Task objective: Give the lines again exactly as they appear, beginning at the one with "Target: bare shoulder" and ending at the last line of the records.

══ Source records ══

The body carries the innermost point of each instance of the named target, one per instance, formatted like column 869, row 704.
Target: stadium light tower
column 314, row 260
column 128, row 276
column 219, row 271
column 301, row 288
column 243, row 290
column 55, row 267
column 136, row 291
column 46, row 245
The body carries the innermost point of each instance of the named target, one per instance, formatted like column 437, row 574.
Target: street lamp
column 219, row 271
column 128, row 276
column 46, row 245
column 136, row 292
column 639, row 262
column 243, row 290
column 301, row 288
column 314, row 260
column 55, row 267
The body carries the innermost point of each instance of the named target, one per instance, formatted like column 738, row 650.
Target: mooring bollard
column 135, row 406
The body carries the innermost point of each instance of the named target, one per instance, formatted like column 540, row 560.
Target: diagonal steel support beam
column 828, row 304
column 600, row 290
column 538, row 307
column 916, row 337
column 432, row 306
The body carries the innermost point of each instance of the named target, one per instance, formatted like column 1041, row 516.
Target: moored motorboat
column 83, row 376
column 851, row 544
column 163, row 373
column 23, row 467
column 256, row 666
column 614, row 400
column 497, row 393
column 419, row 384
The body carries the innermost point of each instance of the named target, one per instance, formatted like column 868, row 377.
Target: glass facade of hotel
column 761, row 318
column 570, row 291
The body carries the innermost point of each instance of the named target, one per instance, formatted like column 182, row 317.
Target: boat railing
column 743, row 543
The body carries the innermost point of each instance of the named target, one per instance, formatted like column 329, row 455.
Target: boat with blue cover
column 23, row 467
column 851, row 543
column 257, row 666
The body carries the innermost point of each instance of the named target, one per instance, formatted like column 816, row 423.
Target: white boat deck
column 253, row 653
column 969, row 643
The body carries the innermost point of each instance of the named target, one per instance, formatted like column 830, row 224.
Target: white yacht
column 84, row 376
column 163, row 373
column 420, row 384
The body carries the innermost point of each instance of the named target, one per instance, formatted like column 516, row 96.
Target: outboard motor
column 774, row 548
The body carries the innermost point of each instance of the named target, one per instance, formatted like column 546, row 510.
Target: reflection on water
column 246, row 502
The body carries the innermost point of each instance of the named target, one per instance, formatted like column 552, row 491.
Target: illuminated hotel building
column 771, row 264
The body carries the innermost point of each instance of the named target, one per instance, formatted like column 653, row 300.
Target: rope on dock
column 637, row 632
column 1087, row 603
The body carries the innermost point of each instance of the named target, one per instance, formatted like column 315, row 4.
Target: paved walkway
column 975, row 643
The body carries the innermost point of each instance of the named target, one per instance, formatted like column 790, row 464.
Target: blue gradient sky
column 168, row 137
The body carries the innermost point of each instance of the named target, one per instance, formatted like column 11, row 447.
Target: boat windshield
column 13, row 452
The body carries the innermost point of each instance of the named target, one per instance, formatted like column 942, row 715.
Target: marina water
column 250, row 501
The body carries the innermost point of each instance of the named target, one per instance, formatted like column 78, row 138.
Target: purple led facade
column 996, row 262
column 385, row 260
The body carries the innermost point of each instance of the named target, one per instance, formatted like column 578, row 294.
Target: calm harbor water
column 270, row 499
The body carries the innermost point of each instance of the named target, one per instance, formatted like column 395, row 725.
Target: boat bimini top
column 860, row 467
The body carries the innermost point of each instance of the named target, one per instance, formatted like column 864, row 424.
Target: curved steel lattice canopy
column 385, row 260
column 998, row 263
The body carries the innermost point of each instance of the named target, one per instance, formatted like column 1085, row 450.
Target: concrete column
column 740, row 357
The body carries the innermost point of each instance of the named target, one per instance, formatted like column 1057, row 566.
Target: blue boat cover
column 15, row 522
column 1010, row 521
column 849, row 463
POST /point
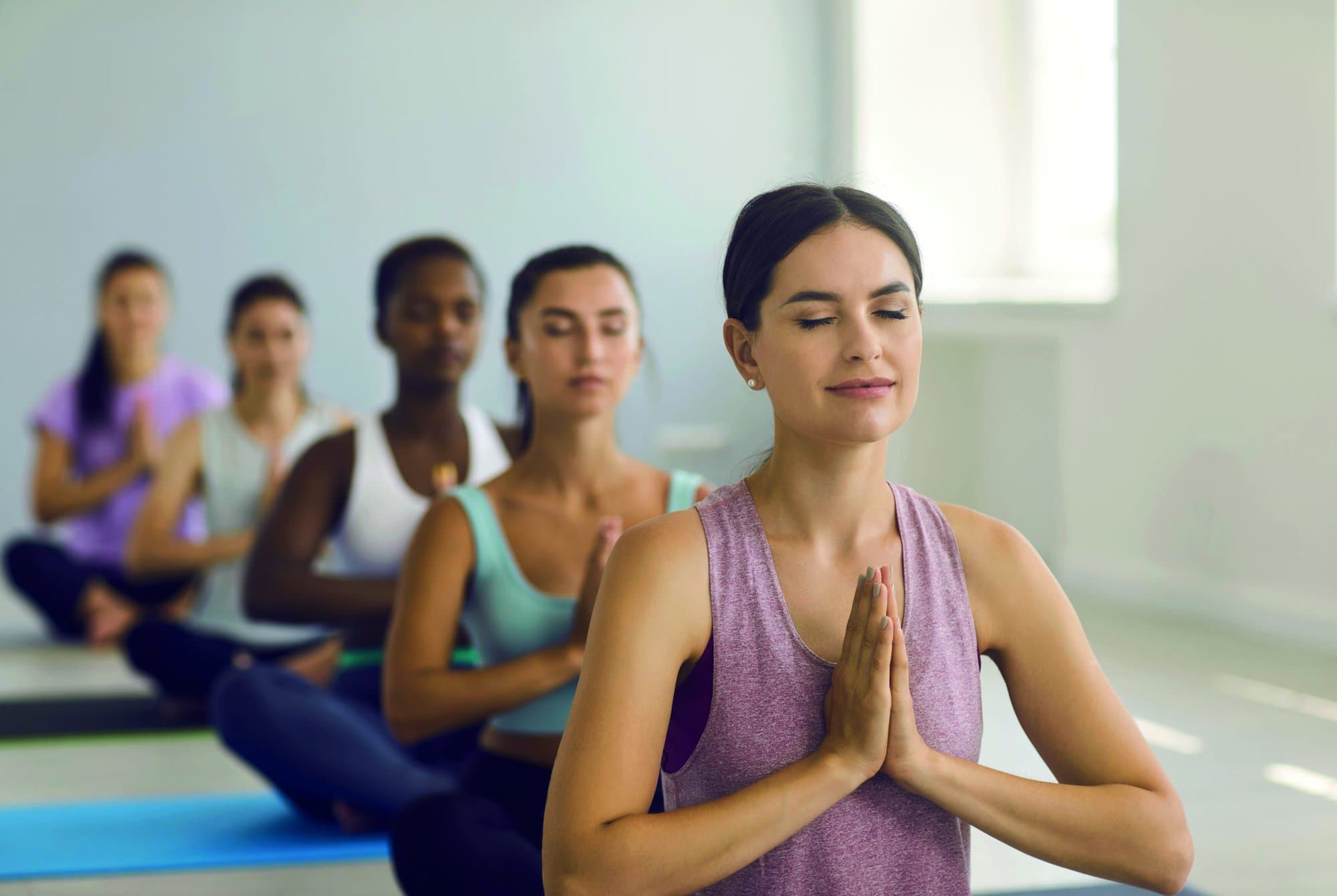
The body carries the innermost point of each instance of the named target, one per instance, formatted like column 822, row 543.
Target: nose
column 450, row 324
column 860, row 343
column 589, row 347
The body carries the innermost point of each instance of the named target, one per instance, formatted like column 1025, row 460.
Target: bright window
column 991, row 126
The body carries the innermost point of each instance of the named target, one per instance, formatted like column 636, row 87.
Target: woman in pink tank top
column 810, row 742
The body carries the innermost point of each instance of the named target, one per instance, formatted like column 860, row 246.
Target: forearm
column 300, row 595
column 1113, row 831
column 168, row 555
column 691, row 848
column 422, row 704
column 55, row 500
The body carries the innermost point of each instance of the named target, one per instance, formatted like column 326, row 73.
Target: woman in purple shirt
column 812, row 740
column 100, row 436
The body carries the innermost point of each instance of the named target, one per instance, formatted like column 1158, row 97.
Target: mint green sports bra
column 507, row 617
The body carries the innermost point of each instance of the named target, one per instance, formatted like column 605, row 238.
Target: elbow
column 1176, row 864
column 46, row 511
column 562, row 875
column 1171, row 857
column 257, row 601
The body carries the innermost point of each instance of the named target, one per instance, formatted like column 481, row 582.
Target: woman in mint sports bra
column 811, row 742
column 527, row 553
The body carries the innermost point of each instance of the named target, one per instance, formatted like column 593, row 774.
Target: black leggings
column 481, row 839
column 185, row 662
column 54, row 583
column 485, row 837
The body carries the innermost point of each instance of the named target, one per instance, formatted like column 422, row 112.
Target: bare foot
column 316, row 665
column 108, row 615
column 354, row 820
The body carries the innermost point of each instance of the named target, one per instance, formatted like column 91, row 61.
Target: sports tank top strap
column 683, row 490
column 489, row 456
column 490, row 546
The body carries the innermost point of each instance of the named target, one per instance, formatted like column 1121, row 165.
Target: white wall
column 308, row 137
column 1196, row 418
column 1175, row 447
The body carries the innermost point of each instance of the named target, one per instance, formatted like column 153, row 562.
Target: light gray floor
column 1255, row 837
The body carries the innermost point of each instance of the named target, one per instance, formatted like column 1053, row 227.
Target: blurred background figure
column 235, row 456
column 100, row 438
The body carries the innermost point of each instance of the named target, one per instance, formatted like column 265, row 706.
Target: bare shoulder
column 1001, row 567
column 187, row 436
column 662, row 570
column 669, row 539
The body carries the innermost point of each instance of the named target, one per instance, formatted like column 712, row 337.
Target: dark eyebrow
column 895, row 287
column 814, row 296
column 562, row 312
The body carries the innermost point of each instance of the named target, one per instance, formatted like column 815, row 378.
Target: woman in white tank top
column 364, row 492
column 236, row 456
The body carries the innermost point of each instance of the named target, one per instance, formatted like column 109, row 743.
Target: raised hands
column 610, row 529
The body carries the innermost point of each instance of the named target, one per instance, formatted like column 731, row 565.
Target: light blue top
column 507, row 617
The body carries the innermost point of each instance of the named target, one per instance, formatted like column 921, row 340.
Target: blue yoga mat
column 169, row 833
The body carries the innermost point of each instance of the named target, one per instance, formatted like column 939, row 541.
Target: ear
column 739, row 340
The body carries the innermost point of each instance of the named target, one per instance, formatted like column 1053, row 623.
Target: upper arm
column 511, row 438
column 1062, row 698
column 51, row 470
column 652, row 617
column 429, row 597
column 176, row 479
column 308, row 508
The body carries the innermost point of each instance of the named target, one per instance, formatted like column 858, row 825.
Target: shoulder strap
column 489, row 541
column 683, row 490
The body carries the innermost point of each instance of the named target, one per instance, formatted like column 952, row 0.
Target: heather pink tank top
column 765, row 712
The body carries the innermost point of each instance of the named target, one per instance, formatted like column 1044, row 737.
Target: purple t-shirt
column 176, row 392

═══

Answer section:
Target: bare shoulder
column 1001, row 567
column 187, row 436
column 662, row 570
column 669, row 539
The body carries the innermost point of each instance of the named target, one per instance, formatted like column 712, row 337.
Target: dark eyebrow
column 895, row 287
column 814, row 296
column 562, row 312
The body carries the innermost point of each instance of the named target, one per instance, formatted like column 815, row 378.
Target: woman in white tank top
column 364, row 492
column 236, row 456
The body carries the innermost point of each instance of the named target, one per instance, formatted like column 109, row 743.
Target: raised hands
column 610, row 529
The body carries the innermost point of each instance of the named target, one per instance, formatted like column 731, row 565.
Target: light blue top
column 507, row 617
The body carries the innermost point of each instance of the named target, one per instance, formatted like column 921, row 340.
Target: blue yoga mat
column 169, row 833
The body carries the innermost point of each instance of the named target, one per instance, formatted like column 939, row 541.
Target: ear
column 739, row 340
The body carries the innermost point of each instance of the named target, one per instance, formatted like column 1053, row 623.
Target: upper arm
column 511, row 438
column 1062, row 698
column 51, row 470
column 652, row 617
column 429, row 597
column 176, row 479
column 308, row 508
The body carries the innermost point of each instance of the named target, one per instance, formatted like column 858, row 825.
Target: shoulder strap
column 489, row 541
column 683, row 490
The body carries the innermost point of each instance of the named target, one per instance, formatted like column 952, row 0.
Target: heather pink tank top
column 765, row 712
The body carries the innermost point of each instance of the named target, one per instance, formatted like column 1044, row 737.
Target: purple t-shirt
column 176, row 392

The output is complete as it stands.